__Texte fourni__
────────
Saint Vincent revient sur son lieu d’ordination

Saint Vincent revient sur son lieu d’ordination

Nous ne savons pas s’il est venu avant, ni s’il est venu après mais une chose est sûre, saint Vincent de Paul est venu ici à Château l’Evêque il y a 417 ans puisqu’il y a été ordonné avec d’autres prêtres du diocèse. Nous fêtons cette année les 150 ans de la découverte de la lettre épiscopale qui l’atteste d’une manière irréfutable, jusque-là nous ne savions pas où st Vincent avait été ordonné !!! Il faut dire qu’à l’époque être en église n’était pas des choses des plus évidentes, Ici en Périgord les protestants empêchaient l’évêque de résider dans la ville épiscopale et dans les Landes, il a fallu plus de deux ans à l’évêque pour prendre ses fonctions sur Dax, d’où son autorisation donnée à monsieur Vincent d’aller se faire ordonner ailleurs !!!

Si je vous en parle c’est simplement que nous avons eu la joie, pour fêter ce bel anniversaire, d’accueillir le cœur même de st Vincent dès le 22 septembre, à la communauté des sœurs pour avoir une messe solennelle le lendemain avec l’évêque du lieu. A cette occasion le curé de la paroisse en a profité pour faire la messe de rentrée de sa paroisse. Ce qui a donné un aspect festif l’après-midi via l’organisation d’une kermesse avec moult jeux gratuits pour la plus grande joie des parents et des enfants. De bonne heure le matin il avait réuni les enfants et jeunes afin d’organiser une marche de la ville d’à côté pour vivre cet évènement comme un pèlerinage. Dès leur arrivée, tous les participants se sont retrouvés derrière le cœur de st Vincent pour monter jusqu’au château afin de nous préparer à vivre cette messe en plein air.
────────
__Consignes__
**1)** Selon le texte sur l'ordination de saint Vincent de Paul, à partir de quelle date le cœur du saint a-t-il été accueilli à la communauté des sœurs ?
**2)** Poursuivez le récit sur l'ordination de saint Vincent de Paul à Château l'Evêque, en reprenant après sa dernière phrase.

__Données sources__
────────
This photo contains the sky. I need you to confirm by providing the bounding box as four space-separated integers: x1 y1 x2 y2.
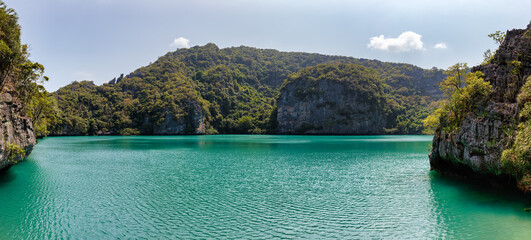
────────
__Réponses aux consignes__
**1)** À partir du 22 septembre.

**2)**
C’est plus de deux cents personnes qui s’étaient déplacées pour l’occasion, ce qui en ces terres périgourdines est une belle réussite. Il est toujours étonnant de voir l’intensité de la rencontre entre les personnes et le cœur de st Vincent. Même si certains diraient qu’il n’y a qu’un coffre qu’on appelle un reliquaire, il n’empêche que ceux qui l’approchent avec dévotion vivent un temps intense à ce moment-là, sans pour autant être des béni-oui-oui ! Ils se sentent rejoint dans leur vie de foi. Savoir le cœur de saint Vincent ici présent, est comme une réactualisation de tout ce qu’il a fait au nom de sa foi en Jésus-Christ qu’il a rencontré dans les pauvres. Ces personnes se laissent interpeller par son exemple et un élan de vie vient de nouveau les irriguer pour relancer leur vie de foi sur les chemins de l’aventure, chemin de la rencontre, chemin du service et chemin de prière.

Ce fut aussi l’occasion pour l’évêque d’accueillir la nouvelle communauté de la Congrégation de la Mission qui s’implante dans le diocèse. Même s’il y a eu des interruptions dans notre présence en ces lieux, l’origine remonte à notre fondateur puisqu’il était très ami avec Mr de Solminihac évêque en ce diocèse. C’est donc avec joie que nous continuons ce long chemin déjà parcouru par nos prédécesseurs.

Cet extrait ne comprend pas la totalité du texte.